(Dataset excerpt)
:::::
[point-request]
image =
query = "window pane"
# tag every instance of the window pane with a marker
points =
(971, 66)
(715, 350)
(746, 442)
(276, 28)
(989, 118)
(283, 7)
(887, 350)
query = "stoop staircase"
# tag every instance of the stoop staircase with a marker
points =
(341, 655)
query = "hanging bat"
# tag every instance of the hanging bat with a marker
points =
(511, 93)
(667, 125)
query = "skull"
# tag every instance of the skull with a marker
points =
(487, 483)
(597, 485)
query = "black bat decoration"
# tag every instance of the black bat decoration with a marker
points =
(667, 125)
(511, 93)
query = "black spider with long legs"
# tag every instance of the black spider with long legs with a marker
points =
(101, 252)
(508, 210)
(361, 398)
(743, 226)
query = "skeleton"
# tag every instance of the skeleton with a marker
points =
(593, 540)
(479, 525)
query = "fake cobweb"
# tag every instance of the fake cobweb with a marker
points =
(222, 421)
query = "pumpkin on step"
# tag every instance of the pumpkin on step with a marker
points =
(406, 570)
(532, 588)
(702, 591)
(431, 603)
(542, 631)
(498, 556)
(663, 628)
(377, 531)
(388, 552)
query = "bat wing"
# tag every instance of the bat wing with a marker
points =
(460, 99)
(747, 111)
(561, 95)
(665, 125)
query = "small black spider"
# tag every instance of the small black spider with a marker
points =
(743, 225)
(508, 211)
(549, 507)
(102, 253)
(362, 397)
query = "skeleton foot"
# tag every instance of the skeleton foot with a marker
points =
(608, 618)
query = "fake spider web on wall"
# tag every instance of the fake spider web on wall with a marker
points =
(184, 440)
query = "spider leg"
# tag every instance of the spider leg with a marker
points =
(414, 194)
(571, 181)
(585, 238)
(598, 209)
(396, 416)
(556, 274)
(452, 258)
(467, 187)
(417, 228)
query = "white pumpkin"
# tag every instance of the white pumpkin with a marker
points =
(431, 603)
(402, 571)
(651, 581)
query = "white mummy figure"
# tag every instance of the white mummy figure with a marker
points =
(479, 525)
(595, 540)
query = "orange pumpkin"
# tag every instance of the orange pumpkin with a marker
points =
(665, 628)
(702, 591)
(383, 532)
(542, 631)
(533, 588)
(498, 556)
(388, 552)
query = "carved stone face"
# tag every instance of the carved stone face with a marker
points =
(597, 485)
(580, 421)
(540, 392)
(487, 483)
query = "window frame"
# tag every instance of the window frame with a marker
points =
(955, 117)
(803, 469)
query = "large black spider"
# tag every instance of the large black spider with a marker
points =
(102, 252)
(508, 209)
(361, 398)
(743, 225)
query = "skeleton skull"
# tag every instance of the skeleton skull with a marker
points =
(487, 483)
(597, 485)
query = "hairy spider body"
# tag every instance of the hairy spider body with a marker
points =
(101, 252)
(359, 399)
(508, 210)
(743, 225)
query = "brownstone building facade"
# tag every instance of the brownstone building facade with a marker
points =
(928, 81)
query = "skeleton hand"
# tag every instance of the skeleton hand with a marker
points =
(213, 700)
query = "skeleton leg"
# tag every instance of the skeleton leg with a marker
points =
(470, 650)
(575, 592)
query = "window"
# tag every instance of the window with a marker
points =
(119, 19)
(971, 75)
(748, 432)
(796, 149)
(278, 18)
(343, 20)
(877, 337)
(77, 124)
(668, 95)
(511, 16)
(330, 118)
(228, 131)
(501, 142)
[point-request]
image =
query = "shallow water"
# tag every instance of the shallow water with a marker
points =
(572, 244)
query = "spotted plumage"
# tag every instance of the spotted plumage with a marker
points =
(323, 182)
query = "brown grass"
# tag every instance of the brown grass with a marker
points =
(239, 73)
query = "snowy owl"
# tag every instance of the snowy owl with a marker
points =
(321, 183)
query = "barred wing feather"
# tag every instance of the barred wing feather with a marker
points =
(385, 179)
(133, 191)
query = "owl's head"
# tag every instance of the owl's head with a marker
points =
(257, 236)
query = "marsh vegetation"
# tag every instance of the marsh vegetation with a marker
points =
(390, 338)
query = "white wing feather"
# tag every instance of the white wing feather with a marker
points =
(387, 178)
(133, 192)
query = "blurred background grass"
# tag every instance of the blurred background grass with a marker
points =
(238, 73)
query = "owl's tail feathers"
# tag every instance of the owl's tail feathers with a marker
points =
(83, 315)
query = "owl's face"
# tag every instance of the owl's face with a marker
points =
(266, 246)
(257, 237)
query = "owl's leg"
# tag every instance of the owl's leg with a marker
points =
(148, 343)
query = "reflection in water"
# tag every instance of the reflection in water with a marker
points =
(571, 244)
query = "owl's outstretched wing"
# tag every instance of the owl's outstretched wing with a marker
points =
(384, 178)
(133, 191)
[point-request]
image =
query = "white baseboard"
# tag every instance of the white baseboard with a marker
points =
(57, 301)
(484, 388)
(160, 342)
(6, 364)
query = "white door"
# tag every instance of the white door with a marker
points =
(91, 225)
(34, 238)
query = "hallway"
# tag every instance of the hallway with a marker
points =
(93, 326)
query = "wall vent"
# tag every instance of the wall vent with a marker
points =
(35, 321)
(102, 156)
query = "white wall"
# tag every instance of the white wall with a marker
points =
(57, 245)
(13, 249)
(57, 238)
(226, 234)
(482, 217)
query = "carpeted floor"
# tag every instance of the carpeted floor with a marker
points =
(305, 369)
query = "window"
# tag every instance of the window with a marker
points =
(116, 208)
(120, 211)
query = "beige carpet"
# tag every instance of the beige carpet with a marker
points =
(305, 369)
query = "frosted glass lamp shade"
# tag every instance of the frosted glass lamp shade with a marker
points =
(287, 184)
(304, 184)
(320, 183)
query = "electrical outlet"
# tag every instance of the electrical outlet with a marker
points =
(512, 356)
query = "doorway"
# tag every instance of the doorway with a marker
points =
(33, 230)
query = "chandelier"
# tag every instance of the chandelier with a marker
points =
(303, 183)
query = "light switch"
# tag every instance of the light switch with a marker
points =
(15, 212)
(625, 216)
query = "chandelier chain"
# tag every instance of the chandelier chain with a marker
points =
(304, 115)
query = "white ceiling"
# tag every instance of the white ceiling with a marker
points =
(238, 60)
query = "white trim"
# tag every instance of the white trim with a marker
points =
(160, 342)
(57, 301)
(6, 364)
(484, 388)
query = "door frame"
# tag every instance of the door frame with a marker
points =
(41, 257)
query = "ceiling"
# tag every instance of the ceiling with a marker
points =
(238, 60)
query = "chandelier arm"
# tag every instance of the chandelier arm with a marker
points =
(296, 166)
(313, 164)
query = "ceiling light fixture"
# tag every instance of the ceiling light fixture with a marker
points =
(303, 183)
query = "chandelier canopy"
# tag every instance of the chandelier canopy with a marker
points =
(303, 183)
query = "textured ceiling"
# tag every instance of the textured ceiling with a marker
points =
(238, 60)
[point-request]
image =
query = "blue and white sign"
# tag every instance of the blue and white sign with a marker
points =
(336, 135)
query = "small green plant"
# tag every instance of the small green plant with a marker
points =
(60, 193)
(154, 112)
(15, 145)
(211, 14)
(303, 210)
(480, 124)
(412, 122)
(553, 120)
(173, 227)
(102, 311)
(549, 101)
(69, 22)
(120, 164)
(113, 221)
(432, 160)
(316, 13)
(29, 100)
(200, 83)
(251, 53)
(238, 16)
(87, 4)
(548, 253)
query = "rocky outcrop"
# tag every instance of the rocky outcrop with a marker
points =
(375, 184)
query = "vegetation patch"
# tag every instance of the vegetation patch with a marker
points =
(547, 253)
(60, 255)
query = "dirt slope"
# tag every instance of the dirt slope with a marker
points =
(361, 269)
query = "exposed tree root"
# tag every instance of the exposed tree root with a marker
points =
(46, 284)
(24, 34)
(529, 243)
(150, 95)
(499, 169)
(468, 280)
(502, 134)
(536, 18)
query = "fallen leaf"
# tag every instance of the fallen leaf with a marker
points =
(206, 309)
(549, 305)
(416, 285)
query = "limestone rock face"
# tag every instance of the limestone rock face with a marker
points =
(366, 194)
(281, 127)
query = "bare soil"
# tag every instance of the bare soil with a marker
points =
:::::
### Problem
State how many lines in the entries above contain the string "window". Reply with the number alone.

### Task solution
8